- Work to be completed -
Repeat the listing in full, exactly as it stands.

Point labeling examples:
<<<<

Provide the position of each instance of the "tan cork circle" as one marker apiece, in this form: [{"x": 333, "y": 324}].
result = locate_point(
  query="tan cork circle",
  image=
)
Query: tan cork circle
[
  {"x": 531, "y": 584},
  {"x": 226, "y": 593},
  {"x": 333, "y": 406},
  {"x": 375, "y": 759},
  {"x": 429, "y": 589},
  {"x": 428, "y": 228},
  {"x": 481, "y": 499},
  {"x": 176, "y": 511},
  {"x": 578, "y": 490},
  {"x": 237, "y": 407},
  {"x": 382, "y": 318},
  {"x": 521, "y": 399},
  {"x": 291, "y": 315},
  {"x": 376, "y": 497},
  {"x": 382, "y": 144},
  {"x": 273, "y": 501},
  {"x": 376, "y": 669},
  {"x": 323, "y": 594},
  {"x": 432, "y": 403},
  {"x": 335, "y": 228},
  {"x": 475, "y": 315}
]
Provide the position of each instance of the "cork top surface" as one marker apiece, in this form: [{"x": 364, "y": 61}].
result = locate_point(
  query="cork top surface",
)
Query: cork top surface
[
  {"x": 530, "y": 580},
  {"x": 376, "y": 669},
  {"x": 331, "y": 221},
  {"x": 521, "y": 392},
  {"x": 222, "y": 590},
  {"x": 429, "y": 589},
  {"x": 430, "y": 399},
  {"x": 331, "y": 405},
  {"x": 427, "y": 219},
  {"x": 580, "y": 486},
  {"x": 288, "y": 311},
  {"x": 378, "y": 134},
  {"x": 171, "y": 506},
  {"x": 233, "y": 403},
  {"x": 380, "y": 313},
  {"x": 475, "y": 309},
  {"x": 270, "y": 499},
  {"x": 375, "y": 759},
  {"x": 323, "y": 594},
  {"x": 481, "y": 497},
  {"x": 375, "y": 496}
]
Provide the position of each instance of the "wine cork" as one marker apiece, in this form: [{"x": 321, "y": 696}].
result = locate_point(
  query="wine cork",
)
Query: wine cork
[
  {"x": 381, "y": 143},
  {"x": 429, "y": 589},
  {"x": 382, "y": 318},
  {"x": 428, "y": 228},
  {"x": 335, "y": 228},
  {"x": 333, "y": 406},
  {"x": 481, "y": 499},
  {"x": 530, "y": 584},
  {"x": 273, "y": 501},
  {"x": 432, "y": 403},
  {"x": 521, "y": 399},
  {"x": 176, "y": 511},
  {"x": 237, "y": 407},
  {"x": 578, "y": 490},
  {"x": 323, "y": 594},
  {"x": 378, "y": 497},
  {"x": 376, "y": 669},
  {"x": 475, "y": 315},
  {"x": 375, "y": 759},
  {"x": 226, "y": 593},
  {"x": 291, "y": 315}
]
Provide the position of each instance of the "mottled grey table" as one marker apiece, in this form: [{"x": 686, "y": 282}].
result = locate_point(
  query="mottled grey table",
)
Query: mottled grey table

>>>>

- Answer in full -
Provide the position of each instance of the "tan cork circle" as one marker apiece, in this form: [{"x": 333, "y": 324}].
result = locate_point(
  query="tan cork circle",
  image=
)
Query: tan cork circle
[
  {"x": 531, "y": 584},
  {"x": 226, "y": 593},
  {"x": 333, "y": 406},
  {"x": 375, "y": 759},
  {"x": 429, "y": 589},
  {"x": 428, "y": 228},
  {"x": 481, "y": 499},
  {"x": 176, "y": 511},
  {"x": 578, "y": 490},
  {"x": 237, "y": 407},
  {"x": 382, "y": 318},
  {"x": 521, "y": 399},
  {"x": 291, "y": 315},
  {"x": 376, "y": 497},
  {"x": 382, "y": 144},
  {"x": 273, "y": 501},
  {"x": 376, "y": 669},
  {"x": 323, "y": 594},
  {"x": 432, "y": 403},
  {"x": 335, "y": 228},
  {"x": 475, "y": 315}
]
Provide the position of each instance of the "cork top surface" as one marker apiece, in this form: [{"x": 364, "y": 61}].
result = locate_point(
  query="cork top surface",
)
Query: cork top surface
[
  {"x": 530, "y": 580},
  {"x": 376, "y": 669},
  {"x": 331, "y": 221},
  {"x": 521, "y": 392},
  {"x": 222, "y": 590},
  {"x": 429, "y": 589},
  {"x": 430, "y": 399},
  {"x": 331, "y": 405},
  {"x": 427, "y": 219},
  {"x": 580, "y": 486},
  {"x": 288, "y": 311},
  {"x": 378, "y": 134},
  {"x": 171, "y": 506},
  {"x": 233, "y": 403},
  {"x": 380, "y": 313},
  {"x": 475, "y": 309},
  {"x": 270, "y": 499},
  {"x": 375, "y": 759},
  {"x": 323, "y": 594},
  {"x": 481, "y": 497},
  {"x": 375, "y": 496}
]
Provide the position of each instance of the "wine cork" as one marker apiece, in this form: [{"x": 321, "y": 696}].
result = locate_point(
  query="wine cork",
)
Query: wine cork
[
  {"x": 381, "y": 143},
  {"x": 429, "y": 589},
  {"x": 382, "y": 318},
  {"x": 428, "y": 228},
  {"x": 335, "y": 228},
  {"x": 333, "y": 406},
  {"x": 481, "y": 499},
  {"x": 530, "y": 584},
  {"x": 273, "y": 501},
  {"x": 432, "y": 403},
  {"x": 521, "y": 399},
  {"x": 176, "y": 511},
  {"x": 237, "y": 407},
  {"x": 578, "y": 490},
  {"x": 323, "y": 594},
  {"x": 378, "y": 497},
  {"x": 376, "y": 669},
  {"x": 475, "y": 315},
  {"x": 375, "y": 759},
  {"x": 226, "y": 593},
  {"x": 291, "y": 315}
]
Provide the position of each instance of the "mottled grey table" as one marker apiece, in this form: [{"x": 686, "y": 282}].
result = locate_point(
  query="mottled grey table",
)
Query: mottled grey table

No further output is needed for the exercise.